== 問題文 1 ==
記録のうち、「Reviewer note: every instance of the wooden」を含む行から「(1080, 390)」を含む行までだけを、空行を除いて番号付きリストに変換してください。

== 本文 ==
植木算の「コツ」と「攻略法」

植木算のコツ

植木算には、大きく分けて、3つのパターンがあります。
①普通に、道に植木していくもの
②池の周りや公園の周りで、直線ではなく、縁になっているもの。
③テープをつなぐ際、のりしろがあって、考えるもの。

普通の塾では、公式っぽく教えると思います。
ただ、すぐに忘れてしまいますし、
こう考えてはいかがでしょうか?

例えば、300メートルの道に、
20メートルおきに、植木をするとします。

普通は、300÷20=15+1
で、16本とします。

子供は、マニュアルが好きですから、
ああ、割って1たせばいいんだ
と覚えますが、
3日もすると忘れています。

僕は生徒にこう教えます。

300メートルで、
絵を描かせます。
こうすると、
なぜ一本多くなるのか、わかります。

端が問題なのです。
高校で、数列を学びますが、
ヤッパリ端に苦しみます。
階差数列も、等比数列の和も、
公式がありますが、
端はそれぞれ感がなくてはいけないので、面倒です。

さて、子どもには、絵を描かせ、
慣れてくると、
短いバージョンでやらせます。

300メートルは、長いので、
60メートルでやってみます。

60÷20=3本
のはずが、
4本になっています。

== 提供データ ==
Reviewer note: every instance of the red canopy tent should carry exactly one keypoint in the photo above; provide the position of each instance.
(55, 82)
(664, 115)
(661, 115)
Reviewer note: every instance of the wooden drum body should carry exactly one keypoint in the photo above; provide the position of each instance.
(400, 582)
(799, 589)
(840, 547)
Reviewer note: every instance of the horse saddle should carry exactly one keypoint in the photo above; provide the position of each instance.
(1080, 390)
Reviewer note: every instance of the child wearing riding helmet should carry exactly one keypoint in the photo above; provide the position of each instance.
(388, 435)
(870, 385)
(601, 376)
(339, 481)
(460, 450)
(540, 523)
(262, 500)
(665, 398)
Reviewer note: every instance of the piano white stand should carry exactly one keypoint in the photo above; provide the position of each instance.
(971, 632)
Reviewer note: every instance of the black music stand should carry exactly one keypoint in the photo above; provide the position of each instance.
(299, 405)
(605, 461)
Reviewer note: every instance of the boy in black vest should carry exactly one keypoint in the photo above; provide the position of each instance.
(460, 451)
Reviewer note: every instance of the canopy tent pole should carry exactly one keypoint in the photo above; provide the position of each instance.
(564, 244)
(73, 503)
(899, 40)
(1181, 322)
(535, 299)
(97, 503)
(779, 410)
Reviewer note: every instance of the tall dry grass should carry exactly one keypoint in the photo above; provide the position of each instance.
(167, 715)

== 問題文 2 ==
植木算の本文について、次の問いに答えてください。
(a) 植木算は大きく分けていくつのパターンがあるとされていますか。
(b) 300メートルの道に20メートルおきに植木をする例では、普通は何本とするとされていますか。
(c) 短いバージョンでは、何メートルでやってみるとされていますか。

== 正答 1 ==
1. Reviewer note: every instance of the wooden drum body should carry exactly one keypoint in the photo above; provide the position of each instance.
2. (400, 582)
3. (799, 589)
4. (840, 547)
5. Reviewer note: every instance of the horse saddle should carry exactly one keypoint in the photo above; provide the position of each instance.
6. (1080, 390)

== 正答 2 ==
(a) 3つ
(b) 16本
(c) 60メートル